-- Opening Marker --

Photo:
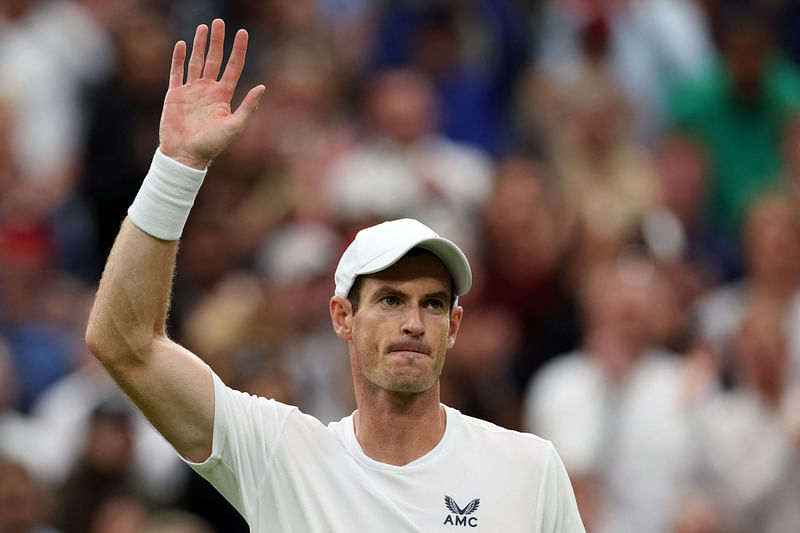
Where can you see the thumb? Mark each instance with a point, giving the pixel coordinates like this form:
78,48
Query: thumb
249,105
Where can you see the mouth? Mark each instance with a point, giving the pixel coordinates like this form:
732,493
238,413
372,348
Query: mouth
410,350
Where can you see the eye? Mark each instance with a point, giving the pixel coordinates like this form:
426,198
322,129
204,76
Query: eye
389,300
435,304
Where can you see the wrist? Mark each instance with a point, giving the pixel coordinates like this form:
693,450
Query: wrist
165,198
184,158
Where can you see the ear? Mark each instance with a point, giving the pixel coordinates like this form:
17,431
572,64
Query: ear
455,321
342,317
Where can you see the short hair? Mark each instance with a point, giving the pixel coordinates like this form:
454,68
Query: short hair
354,296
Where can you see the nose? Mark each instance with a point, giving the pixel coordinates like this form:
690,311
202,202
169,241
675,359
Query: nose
412,321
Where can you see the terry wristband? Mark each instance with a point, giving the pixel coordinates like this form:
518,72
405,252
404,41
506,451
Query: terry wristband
165,198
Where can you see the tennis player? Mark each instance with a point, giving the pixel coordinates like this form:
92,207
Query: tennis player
402,462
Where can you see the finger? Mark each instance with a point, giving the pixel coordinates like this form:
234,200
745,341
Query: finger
249,105
176,68
236,61
214,58
198,53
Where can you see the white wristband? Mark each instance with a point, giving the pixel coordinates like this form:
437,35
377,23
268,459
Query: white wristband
165,198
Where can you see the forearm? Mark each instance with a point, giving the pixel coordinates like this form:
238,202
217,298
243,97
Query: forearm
131,304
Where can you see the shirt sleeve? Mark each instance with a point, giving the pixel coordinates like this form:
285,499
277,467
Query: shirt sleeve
247,430
558,510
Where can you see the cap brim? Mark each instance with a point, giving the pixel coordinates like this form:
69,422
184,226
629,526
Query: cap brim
451,255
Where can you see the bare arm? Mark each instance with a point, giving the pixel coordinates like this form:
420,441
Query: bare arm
126,329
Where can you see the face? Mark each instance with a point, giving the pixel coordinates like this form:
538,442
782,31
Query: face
403,326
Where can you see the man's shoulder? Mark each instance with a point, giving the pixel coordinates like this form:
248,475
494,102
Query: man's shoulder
505,442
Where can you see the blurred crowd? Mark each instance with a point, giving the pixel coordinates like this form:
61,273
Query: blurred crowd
623,174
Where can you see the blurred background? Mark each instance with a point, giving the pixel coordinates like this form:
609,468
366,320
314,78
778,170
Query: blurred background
623,174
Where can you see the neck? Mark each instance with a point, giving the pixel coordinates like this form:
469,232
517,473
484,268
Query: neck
397,428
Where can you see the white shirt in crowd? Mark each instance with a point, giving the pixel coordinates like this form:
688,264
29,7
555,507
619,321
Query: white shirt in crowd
633,437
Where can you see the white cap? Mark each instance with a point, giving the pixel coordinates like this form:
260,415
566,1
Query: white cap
378,247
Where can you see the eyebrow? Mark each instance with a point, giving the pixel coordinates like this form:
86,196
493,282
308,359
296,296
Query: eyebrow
387,290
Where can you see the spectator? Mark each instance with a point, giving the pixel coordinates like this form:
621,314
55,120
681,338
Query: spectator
103,472
648,45
22,503
751,435
772,254
615,408
744,100
406,168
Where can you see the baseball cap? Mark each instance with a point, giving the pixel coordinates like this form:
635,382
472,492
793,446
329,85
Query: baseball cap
378,247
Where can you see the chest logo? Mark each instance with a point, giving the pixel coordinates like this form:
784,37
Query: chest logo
461,517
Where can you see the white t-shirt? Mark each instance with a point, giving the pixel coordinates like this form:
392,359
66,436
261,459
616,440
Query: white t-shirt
284,471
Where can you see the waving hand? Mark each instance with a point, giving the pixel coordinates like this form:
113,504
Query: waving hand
197,122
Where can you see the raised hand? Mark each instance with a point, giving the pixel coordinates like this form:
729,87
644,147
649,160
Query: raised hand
197,122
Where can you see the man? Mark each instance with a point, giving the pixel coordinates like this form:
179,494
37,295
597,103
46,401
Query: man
402,461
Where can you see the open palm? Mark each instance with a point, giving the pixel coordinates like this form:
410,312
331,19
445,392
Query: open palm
197,122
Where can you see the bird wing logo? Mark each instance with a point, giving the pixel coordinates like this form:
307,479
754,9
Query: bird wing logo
470,508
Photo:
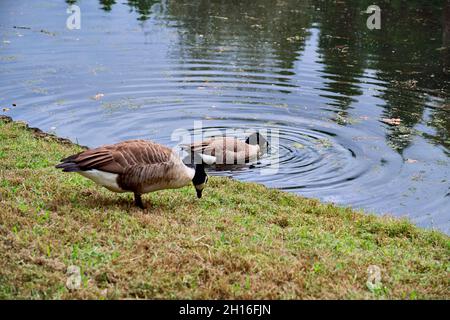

-- Closing Marker --

**WORK INSTRUCTION**. Give back the whole listing exactly, without pictures.

**EXERCISE RESULT**.
Photo:
Where can you see the thumb? Mark each instance with a point, giving the pixel coordinates like this form:
78,48
Query: thumb
249,105
Where can you see the mouth? Mark each instance with a point, giving the pixel coordinates like this form:
732,493
238,413
372,348
Query: mouth
410,350
Where can you see the eye? Mark each instance with a point, giving the pixel coordinates like this form:
426,198
322,129
204,76
Query: eye
389,300
435,304
Where can you see the wrist? Mark each instance with a point, giving the pixel coordinates like this form:
693,450
Query: wrist
165,198
184,158
Where can you see the ear? Mark each instance with a point, giving the pixel coordinates like this form:
17,431
572,64
Query: ear
455,321
342,317
Where can you see the short hair? Mark each instance with a point, giving the pixel coordinates like this form:
454,68
Query: short hair
354,296
Where can you see the nose? Mark each instance with a point, giving the pixel coordinates like this form:
690,311
202,202
169,241
675,359
Query: nose
412,321
Where can you see the terry wristband? Mark each instance with a point, giving the pixel coordinates like this form:
518,72
405,252
404,41
506,451
Query: terry wristband
165,198
Where can you see the tennis player? Mark each instance with a point, giving the pixel coordinates like this form:
92,207
Query: tennis player
402,462
Where can you see the finger? Mark each instance with a point, giving the pixel coordinates like this form:
234,200
745,341
Query: finger
249,105
176,68
236,61
214,58
198,53
Where can you see the white wristband? Mark each instance with a point, giving the pixel coordinates like this form:
437,35
377,23
268,459
Query: white wristband
165,198
Where can you see the forearm? Mark each instance with a point, giving the pixel coordinates like this form:
238,202
217,298
243,97
Query: forearm
131,304
Where can you see the shirt sleeve? Mark each instance with a point, giving the pixel coordinates like this form:
285,499
277,467
Query: shirt sleeve
247,430
558,510
Where can you see the cap brim? Mark each instance with a point, giving the pixel coordinates like this form:
69,422
184,226
629,526
Query: cap brim
451,255
Where can you see the bare arm? Mark each instance with a point, giving the pixel coordinates like this form:
420,441
Query: bare arm
126,329
Where can you see the face? Mark each instance with a point, giving the pixel coordinates like this form:
538,442
782,31
Query: face
403,326
Where can you see the man's shoulder? Mark each instance with a point, giving the pixel coordinates like this form:
248,475
494,102
Query: man's shoulder
505,442
Where can you see the blurred crowd? Mark each instance with a point, giving the pixel coordinates like this form:
61,273
Query: blurred crowd
623,174
Where can you see the blurred background? Mark each instance with a point, giving the pixel coordinates like this form:
609,468
366,320
314,78
778,170
Query: blurred background
623,174
Where can you see the neck? Mark each instance with a point, giving the pixel coordinates like this form:
469,232
517,473
484,268
Query: neck
397,428
Where can you see the white shirt in crowd? Mark each instance with a point, giving the pixel coordinates like this form:
688,264
29,7
555,507
619,321
Query: white shirt in crowd
633,437
Where can you see the white cap? Mark each instance with a point, giving the pixel coordinates like this form:
260,415
566,1
Query: white cap
378,247
Where can you see the eyebrow? Mark each instance with a point, giving the pixel coordinates like this form:
86,196
493,282
308,359
296,296
Query: eyebrow
387,290
Where can you see the spectator? Mark each instance with a point, giving the pixel coordinates like this form:
621,314
55,120
681,338
Query: spectator
103,472
648,45
22,503
751,435
772,254
615,408
744,100
406,168
Where can you see the baseball cap? Mark each instance with a point, giving the pixel coordinates like this form:
635,382
472,492
793,446
329,85
Query: baseball cap
378,247
Where can you see the chest logo? Mark each instance with a point, giving the pixel coordinates like this form:
784,37
Query: chest logo
461,517
Where can you see the white t-shirt? Mark each instance with a point, giving the pixel coordinates like this form:
392,359
66,436
261,459
616,440
Query: white t-shirt
284,471
Where can you see the waving hand? Mark each instance with a point, giving the pixel coordinates like this form:
113,504
Query: waving hand
197,122
Where can you see the raised hand? Mark each instance with a point, giving the pixel coordinates like this form:
729,87
644,147
649,160
Query: raised hand
197,122
Where can you see the man? Mark each instance with a point, giving the pixel coordinates like this form:
179,494
37,295
597,103
46,401
Query: man
402,461
Where can you see the open palm? Mark each instance with a point, giving the pixel coordinates like this form:
410,312
331,19
445,392
Query: open palm
197,122
Where can you see the bird wing logo? Mark each instance with a point, giving the pixel coordinates like this form:
307,479
754,9
Query: bird wing logo
470,508
Photo:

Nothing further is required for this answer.